All really creative scientists are contrarians. They perform acts of creative deviance, going against the paradigms that are used as the formalized founts of wisdom for the least-common-denominator education of the students who will never become creative after their indoctrination into the accepted knowledge of their expert professions. Root-Bernstein’s principles of scientific creativity sound like the nonrules of contrarian’s I Ching: “Challenge expectation”; “Find a contradiction between theory and data”; and “Play contradictions.”[10]
The Creativity of Dropouts
In an age in which the mass media of least-common-denominator doctrines keep dinning into us the horror stories about dropouts who can never earn a living without a certificate of formal education, it may be surprising to find how many people drop out anyway to create new worlds. George Gilder notes in The Spirit of Enterprise that Bill Gates dropped out of Harvard University to create Microsoft, which has been the most successful software firm in the age of computers. He also notes the general fact about the creators in these new high-technology enterprises:
In all the history of enterprise, most of the protagonists of major new products and companies began their education—and discovered the secrets of their later breakthroughs—not in the classroom, where the old ways are taught, but in the factories and labs, where new ways are wrought. Among all the legions of lawyers, financiers, bureaucrats, and masters of business administration strutting into the American economy from the nation’s leading schools, nothing has been so rare in recent years as an Ivy League graduate who has made a significant innovation in American enterprise.[11]
Although he does not mention it in his book, Gilder himself is a fine example of the dropout creators. Just like Gates, Gilder found that the educational atmosphere at Harvard tends to suffocate creative deviance. He too dropped out and went on to become one of America’s most creative social thinkers.
Of come, some Ivy League graduates do go on to become creative. There is actually a large minority of students in all these bureaucratic status mills who quietly deviate from the enshrined dogmas and retain their creativity. They wind up giving the public the false impression that such formal education produces creative thinkers. Their creativity occurs in spite of the bureaucratic controls, not because of them.
Many bright and creative young people choose to go to large and prestigious universities for various reasons: they do not know that such places can stifle creativity, they need the money, they Crave discussions with other bright students that encourage creativity, they want the status that assuages the personal insecurities so common in creative people, or they know of one of the minority of faculty members who also encourage creativity. Correlations—such as that between formal education and creative thinking—an be totally deceiving when the relationships are not looked at over time to see which come first.
The brightest and most creative students at all levels who do not formally drop out of our leviathans of education generally find it easy to make high grades and, in their own parlance, beat the system, tune out the bureaucratese, and turn on to their own more serious and more creative interests. I had a very large group of friends and acquaintances who did that at Harvard even back in the less bureaucratized 1950s. Most of them also engaged in individual study and took graduate seminars. A small number of us even graduated in three years to escape it all.

DATA RECORDS:
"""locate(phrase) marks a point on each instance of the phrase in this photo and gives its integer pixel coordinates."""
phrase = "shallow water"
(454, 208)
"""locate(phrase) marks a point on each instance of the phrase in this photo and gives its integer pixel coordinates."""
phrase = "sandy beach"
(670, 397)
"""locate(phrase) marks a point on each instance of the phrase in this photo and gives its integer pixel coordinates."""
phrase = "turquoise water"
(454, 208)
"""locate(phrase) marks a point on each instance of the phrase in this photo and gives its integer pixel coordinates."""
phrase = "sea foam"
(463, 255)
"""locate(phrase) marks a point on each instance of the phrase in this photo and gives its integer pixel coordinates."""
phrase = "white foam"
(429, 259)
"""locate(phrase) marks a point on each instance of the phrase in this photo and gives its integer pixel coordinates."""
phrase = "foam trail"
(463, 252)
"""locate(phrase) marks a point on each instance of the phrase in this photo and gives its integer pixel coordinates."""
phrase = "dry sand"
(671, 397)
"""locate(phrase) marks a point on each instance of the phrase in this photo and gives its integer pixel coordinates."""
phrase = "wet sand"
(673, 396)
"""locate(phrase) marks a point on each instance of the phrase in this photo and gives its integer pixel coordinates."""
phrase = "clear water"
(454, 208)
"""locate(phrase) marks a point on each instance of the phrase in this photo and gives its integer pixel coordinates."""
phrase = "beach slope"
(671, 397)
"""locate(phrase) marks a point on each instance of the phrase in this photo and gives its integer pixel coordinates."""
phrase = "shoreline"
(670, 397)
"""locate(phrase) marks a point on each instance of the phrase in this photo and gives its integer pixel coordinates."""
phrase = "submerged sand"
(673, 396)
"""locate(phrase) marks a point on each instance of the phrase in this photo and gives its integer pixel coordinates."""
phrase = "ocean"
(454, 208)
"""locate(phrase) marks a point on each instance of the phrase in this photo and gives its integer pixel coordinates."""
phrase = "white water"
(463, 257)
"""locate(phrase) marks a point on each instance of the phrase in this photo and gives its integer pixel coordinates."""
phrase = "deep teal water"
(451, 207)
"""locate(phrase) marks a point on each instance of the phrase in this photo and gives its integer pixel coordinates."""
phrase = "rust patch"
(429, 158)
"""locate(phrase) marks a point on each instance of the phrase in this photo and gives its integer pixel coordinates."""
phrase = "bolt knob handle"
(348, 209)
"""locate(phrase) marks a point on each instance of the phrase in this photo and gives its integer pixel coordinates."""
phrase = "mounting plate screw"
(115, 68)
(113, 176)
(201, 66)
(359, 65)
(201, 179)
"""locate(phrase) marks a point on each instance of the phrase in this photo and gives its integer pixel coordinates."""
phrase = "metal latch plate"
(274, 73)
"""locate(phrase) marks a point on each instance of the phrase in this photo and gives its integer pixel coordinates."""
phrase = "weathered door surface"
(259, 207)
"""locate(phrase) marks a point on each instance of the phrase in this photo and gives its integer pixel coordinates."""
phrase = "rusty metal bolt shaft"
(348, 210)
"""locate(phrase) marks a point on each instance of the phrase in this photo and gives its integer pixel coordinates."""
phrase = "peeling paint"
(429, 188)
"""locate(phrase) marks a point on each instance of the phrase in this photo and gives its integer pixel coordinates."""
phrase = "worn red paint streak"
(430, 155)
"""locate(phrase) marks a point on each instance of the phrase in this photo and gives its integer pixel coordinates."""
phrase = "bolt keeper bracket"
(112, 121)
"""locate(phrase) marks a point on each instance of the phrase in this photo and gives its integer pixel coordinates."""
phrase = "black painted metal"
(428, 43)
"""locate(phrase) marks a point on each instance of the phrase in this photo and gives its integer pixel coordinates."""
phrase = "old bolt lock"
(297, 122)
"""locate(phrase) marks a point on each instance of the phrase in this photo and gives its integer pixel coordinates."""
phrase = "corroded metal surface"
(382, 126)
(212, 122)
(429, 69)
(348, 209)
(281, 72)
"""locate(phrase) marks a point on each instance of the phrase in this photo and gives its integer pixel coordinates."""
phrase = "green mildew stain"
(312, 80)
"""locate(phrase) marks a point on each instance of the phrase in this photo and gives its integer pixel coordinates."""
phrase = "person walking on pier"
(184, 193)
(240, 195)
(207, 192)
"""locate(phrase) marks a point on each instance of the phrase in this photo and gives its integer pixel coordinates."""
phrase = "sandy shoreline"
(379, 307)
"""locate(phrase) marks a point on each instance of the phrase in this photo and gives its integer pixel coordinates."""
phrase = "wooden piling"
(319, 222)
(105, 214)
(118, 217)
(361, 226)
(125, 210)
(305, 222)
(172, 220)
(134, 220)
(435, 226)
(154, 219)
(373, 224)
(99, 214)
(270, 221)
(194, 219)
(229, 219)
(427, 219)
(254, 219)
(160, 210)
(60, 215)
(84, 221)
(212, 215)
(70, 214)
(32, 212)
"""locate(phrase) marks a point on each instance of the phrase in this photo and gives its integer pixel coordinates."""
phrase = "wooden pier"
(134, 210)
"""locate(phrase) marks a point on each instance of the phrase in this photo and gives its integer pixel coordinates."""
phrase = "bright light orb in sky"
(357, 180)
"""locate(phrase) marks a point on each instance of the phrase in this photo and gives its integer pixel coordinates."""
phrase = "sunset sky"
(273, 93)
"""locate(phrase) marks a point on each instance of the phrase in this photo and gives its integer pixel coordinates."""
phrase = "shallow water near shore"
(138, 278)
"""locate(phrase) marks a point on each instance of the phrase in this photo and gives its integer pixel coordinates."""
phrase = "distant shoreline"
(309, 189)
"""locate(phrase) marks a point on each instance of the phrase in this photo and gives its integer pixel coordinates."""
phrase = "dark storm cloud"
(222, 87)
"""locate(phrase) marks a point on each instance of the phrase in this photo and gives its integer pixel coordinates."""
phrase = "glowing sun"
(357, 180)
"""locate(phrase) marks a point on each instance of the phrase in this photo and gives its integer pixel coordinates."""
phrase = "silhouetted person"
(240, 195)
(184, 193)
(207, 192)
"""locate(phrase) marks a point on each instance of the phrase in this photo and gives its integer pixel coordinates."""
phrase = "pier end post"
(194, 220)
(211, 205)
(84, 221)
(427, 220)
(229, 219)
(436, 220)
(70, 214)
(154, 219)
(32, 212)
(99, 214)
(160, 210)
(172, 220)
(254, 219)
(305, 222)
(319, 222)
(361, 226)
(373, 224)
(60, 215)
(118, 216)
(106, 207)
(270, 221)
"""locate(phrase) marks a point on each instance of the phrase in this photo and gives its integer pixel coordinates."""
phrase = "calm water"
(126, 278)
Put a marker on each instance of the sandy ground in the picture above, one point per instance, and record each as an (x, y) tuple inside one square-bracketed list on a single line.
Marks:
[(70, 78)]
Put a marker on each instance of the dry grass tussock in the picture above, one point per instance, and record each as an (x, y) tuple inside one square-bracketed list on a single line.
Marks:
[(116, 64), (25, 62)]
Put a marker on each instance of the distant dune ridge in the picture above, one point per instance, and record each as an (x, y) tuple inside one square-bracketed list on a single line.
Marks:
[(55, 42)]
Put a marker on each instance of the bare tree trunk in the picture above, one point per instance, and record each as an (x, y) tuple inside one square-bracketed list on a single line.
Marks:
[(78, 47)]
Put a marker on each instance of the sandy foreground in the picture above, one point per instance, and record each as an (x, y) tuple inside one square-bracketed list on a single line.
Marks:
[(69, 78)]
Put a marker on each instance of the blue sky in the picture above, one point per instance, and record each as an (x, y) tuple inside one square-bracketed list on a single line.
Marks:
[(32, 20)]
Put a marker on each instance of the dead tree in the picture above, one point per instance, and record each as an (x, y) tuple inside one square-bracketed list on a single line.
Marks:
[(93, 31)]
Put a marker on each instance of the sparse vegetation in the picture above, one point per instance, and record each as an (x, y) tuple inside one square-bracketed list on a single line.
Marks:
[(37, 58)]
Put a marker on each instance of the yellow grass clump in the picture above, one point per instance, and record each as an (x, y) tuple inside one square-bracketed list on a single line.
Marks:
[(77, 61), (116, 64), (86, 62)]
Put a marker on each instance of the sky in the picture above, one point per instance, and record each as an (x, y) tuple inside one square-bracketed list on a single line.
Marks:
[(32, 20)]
==
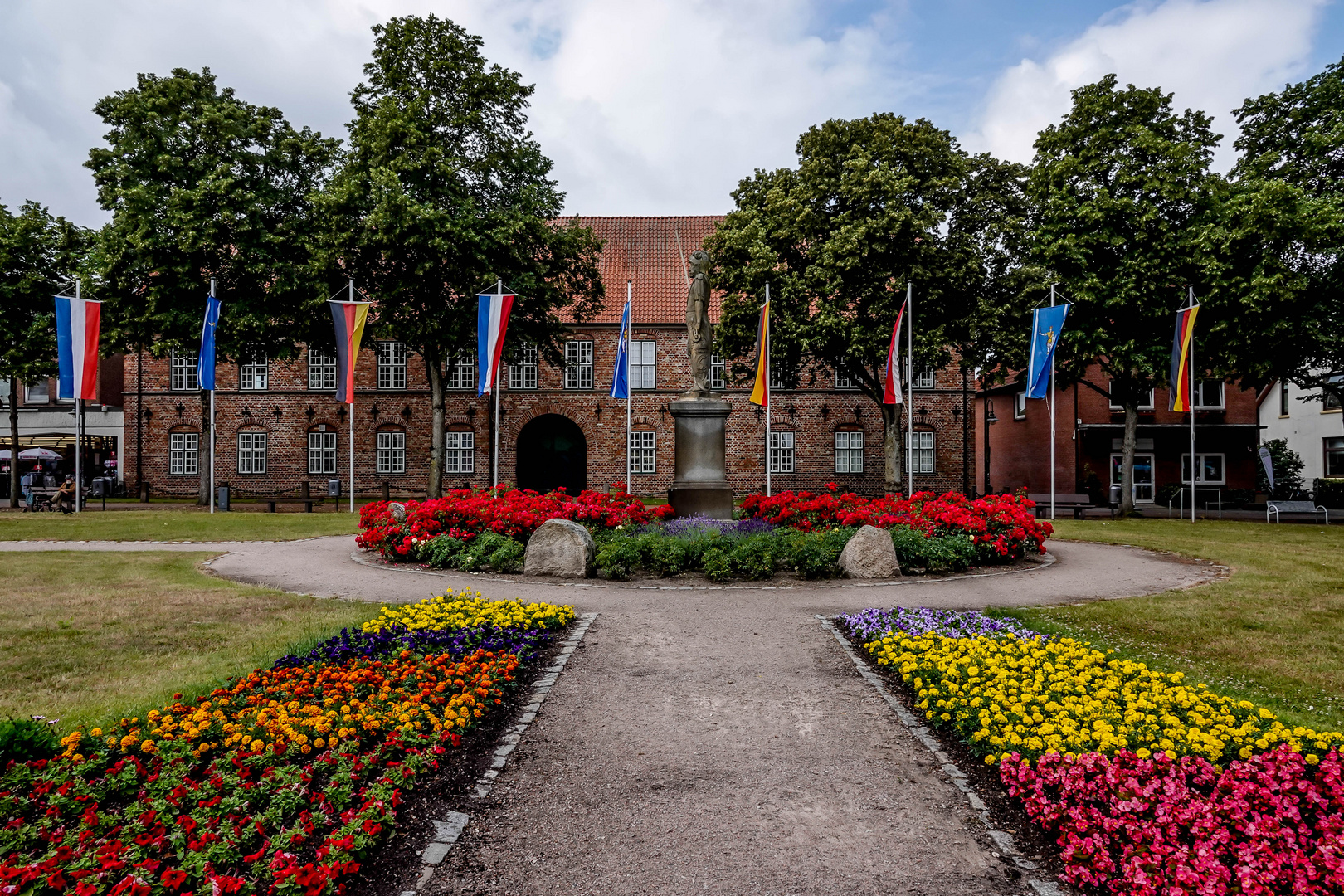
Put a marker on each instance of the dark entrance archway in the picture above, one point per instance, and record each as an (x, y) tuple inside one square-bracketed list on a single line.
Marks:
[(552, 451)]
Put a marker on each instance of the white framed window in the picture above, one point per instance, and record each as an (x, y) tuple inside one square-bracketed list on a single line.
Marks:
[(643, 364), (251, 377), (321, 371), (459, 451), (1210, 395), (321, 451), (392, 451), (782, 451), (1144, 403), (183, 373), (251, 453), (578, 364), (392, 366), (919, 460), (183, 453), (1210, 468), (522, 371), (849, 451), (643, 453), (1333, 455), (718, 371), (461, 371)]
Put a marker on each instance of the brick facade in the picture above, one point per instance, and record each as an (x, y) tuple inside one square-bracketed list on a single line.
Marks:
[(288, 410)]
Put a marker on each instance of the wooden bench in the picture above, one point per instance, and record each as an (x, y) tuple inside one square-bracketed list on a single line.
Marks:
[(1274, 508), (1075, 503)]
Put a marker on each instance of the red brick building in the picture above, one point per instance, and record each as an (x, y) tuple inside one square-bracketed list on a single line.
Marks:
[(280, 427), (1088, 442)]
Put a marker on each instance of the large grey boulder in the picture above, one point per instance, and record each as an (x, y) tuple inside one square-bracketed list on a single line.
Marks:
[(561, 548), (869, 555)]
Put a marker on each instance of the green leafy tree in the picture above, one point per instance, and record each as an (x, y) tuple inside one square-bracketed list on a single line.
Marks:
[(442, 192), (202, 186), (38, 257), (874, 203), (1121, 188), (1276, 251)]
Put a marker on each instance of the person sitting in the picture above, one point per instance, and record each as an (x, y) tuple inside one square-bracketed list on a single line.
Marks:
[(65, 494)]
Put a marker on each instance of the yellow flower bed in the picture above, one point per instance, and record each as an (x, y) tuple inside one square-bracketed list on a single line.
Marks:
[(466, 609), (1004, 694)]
--
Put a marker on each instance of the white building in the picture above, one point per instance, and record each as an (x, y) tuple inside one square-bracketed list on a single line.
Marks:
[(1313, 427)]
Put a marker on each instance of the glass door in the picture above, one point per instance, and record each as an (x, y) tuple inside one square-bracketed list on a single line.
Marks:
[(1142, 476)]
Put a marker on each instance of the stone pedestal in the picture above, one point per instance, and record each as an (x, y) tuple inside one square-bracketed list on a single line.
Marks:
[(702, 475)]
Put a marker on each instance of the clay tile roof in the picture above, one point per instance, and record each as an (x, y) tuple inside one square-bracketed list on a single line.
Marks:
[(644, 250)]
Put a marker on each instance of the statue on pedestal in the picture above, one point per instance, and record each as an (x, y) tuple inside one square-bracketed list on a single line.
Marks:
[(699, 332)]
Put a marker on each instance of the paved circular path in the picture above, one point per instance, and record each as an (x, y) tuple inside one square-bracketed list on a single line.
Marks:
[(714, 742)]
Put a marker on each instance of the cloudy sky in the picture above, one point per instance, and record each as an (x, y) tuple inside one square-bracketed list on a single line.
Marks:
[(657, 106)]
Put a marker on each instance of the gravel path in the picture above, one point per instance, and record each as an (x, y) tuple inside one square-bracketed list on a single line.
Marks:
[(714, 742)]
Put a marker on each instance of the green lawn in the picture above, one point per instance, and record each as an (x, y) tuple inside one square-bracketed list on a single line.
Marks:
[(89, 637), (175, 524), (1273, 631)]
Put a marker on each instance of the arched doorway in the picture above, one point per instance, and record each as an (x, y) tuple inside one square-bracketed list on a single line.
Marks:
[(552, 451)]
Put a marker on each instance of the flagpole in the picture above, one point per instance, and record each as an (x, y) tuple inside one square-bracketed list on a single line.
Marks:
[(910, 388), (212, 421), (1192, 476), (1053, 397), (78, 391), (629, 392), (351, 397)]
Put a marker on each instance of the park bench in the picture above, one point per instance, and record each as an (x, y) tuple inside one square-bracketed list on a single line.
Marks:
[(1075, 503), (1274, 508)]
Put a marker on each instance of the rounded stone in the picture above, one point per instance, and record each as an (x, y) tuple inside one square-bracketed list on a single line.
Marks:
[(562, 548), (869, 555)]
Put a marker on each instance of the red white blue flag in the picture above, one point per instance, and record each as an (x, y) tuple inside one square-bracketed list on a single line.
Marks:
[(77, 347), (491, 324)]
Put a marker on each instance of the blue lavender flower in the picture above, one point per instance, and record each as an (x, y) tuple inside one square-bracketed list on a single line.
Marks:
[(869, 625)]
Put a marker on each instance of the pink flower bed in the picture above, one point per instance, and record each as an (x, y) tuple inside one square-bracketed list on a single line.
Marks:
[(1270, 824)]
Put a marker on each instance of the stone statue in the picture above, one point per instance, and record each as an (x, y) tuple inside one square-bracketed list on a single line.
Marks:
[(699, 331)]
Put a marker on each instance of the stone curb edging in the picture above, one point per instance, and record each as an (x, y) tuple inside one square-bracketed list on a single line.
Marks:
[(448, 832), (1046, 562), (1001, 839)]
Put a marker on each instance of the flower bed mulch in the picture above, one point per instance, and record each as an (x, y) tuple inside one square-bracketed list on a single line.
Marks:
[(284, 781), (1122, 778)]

EXERCISE TASKS:
(1) Reproduce the part of the passage on creativity and dropouts that begins at the words "The brightest and" and stops after the words "escape it all.".
(2) Carry on the essay about creative dropouts from the point after its final sentence.

EXERCISE RESPONSES:
(1)
The brightest and most creative students at all levels who do not formally drop out of our leviathans of education generally find it easy to make high grades and, in their own parlance, beat the system, tune out the bureaucratese, and turn on to their own more serious and more creative interests. I had a very large group of friends and acquaintances who did that at Harvard even back in the less bureaucratized 1950s. Most of them also engaged in individual study and took graduate seminars. A small number of us even graduated in three years to escape it all.

(2)
Although the number was much smaller in high school, those same people were commonly far more tuned out in high school and spent most of their time doing their own work. At Miami Jackson High School, a small group of us were able to make nearly perfect grades to go on to college without spending much time at it, so we spent our time educating ourselves and each other in many different realms. The bureaucracy could be bothersome, as it was when the principal and dean of boys berated me for being a “Marxist nonconformist” because I read Russian literature and Marx and was a democratic socialist at the tune. (That was in the early 1950s, the era of McCarthy-ism.) But for the most part we could avoid the whole system and get on with our serious work. There were no social workers investigating our families, no psychological counselors trying to force us to conform in the name of science, and no omnipresent national testing system forcing the teachers and us into one great mold.
Bureaucracy and the Ordinary Student
Educationalists, who are not totally unmindful of such obvious facts of life in our schools, generally insist that self-education, mutual self-help, tutorials, and other forms of informal education are all fine for the brightest and most creative, but that they are totally unavailable or useless for the ordinary (mean or least-common-denominator) students. That is the opposite of the truth. All of our schools at all levels and in all communities are pervaded by a plethora of informal, local, individualized learning groups studying and teaching themselves and each other how to repair motorcycles and cars, how to build radios or computers, how to surf every good surfing area in the world, how to dive in the ocean or soar in the sky, and how to do millions of other things.
Most of those autodidacts, tutors, and mentors rely largely on direct learning experience and word-of-mouth traditions, just as the members of all human cultures always have. And in our literate society, almost all of them also make extensive use of the written word, such as the magazines and instruction manuals on everything from surfing and diving to fixing the most exotic sports cars. High school students who go completely “dumb” when faced with a bureaucratically mandated science text or literature quiz may well be whizzes at reading auto manuals that are all Greek to the math whizzes and Shakespeare “nerds.”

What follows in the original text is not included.